- TASK OBJECTIVE: Please rewrite the records, requests included, starting with the line with "tagged: dog's head" and going on through the end of the records, and shift every coordinate in the answers by adding 107. Leave the requests and their format samples unchanged.
══ ENTRIES PROVIDED
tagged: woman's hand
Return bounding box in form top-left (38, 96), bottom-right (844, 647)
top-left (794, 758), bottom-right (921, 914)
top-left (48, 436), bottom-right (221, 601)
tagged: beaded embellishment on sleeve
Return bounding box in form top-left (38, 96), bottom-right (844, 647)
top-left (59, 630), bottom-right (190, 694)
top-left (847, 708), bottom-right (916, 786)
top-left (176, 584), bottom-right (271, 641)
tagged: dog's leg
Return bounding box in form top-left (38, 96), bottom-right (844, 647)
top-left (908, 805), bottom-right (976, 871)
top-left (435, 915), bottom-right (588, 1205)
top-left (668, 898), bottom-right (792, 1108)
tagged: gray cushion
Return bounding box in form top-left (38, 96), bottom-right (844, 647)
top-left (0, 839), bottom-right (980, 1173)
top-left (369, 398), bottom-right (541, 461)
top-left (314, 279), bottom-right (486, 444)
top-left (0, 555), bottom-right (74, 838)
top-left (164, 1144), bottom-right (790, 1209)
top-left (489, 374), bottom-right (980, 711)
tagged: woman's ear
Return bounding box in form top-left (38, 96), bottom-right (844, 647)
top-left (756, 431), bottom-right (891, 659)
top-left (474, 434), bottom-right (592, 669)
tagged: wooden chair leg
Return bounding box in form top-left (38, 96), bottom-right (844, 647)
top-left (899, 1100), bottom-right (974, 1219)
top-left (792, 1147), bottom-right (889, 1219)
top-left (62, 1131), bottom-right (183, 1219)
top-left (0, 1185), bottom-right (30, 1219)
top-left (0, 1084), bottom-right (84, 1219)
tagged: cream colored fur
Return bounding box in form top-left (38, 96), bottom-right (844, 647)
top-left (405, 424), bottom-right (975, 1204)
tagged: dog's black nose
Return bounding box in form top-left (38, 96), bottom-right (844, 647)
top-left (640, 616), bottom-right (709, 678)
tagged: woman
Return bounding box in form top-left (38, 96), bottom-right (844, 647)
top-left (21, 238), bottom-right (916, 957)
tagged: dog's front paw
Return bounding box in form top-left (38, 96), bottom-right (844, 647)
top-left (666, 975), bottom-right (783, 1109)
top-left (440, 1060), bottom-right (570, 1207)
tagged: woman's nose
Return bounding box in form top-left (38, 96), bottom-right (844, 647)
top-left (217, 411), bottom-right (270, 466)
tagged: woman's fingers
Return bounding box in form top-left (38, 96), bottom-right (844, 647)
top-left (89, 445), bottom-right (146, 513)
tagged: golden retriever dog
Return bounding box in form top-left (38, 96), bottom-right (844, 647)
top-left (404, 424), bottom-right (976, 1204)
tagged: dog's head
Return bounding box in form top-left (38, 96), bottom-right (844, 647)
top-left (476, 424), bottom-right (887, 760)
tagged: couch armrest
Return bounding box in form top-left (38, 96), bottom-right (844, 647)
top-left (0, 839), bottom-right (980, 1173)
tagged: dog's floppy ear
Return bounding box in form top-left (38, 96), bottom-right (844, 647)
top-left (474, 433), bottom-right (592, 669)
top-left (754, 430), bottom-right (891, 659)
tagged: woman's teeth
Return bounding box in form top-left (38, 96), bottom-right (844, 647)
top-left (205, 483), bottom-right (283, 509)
════
- EXERCISE RESULT:
tagged: dog's head
Return bounding box in form top-left (38, 96), bottom-right (844, 647)
top-left (583, 531), bottom-right (994, 867)
tagged: couch armrest
Return bounding box in form top-left (38, 96), bottom-right (844, 647)
top-left (107, 946), bottom-right (1087, 1280)
tagged: dog's floppy ear
Return bounding box in form top-left (38, 96), bottom-right (844, 647)
top-left (581, 540), bottom-right (699, 776)
top-left (861, 537), bottom-right (998, 766)
tagged: woman's teeth
Return bounding box in form top-left (38, 96), bottom-right (844, 647)
top-left (312, 590), bottom-right (390, 616)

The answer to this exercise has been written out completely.